In contrast to its earlier p575 clusters, IBM does now provide a proprietary
interconnect for the system based on in-house optical technology. Each node
contains 224 optical transceivers that each constitute 12 1.25 GB/s send- and
recieve lanes. Ten out of these 12 lanes are used for normal communication where
the two other lanes can act as a fall-back when one of the regular links fails.
The number of links/node is sufficient to directly connect to 127 others and to
achieve the connection to the maximal configuration of 2048 nodes a second level
of interconnection can be realised though hub modules. Depending on the relative
position of the nodes the bandwidth varies: 336 GB/s to 7 other QCMs, 320
GB/s to remote nodes, and 240 GB/s from local to remote nodes. Note that these
are the aggregate bandwidth from all lanes together.
Like the former p575 the p775 system is accessed through a front-end control
workstation that also monitors system failures. Failing nodes can be taken off
line and exchanged without interrupting service. Because of the very dense
packaging of the units that house the POWER7 processors are water cooled.

● ● ● ●

● WHAT THIS EXERCISE ASKS:
1: According to the passage on the IBM p775 system, how many optical transceivers does each node contain?
2: Write the next few sentences of the passage on the IBM p775 system, starting right after its last sentence.

● SUPPLIED INFORMATION:
● ● ● ●

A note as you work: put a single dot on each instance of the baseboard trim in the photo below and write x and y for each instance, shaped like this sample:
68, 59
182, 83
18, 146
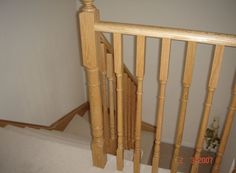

● ● ● ●

● EXPECTED RESPONSES:
1: 224

2:
Applications can be run using PVM or MPI. IBM used to support High Performance
Fortran, both a proprietary version and a compiler from the Portland Group. It
is not clear whether this is still the case. IBM uses its own PVM version from
which the data format converter XDR has been stripped. This results in a lower
overhead at the cost of generality. Also the MPI implementation, MPI-F, is
optimised for the p775-based systems. As the nodes are in effect shared-memory
SMP systems, within the nodes OpenMP can be employed for shared-memory
parallelism and it can be freely mixed with MPI if needed. In addition to its
own AIX OS IBM also supports one Linux distributions: the professional
version of RedHat Linux is available for the p775 series.
Measured Performances:
In [39] a speed of 1.52 Pflop/s was reported
for a 63,360-core system. The efficiency for solving the dense linear system was
77.9%.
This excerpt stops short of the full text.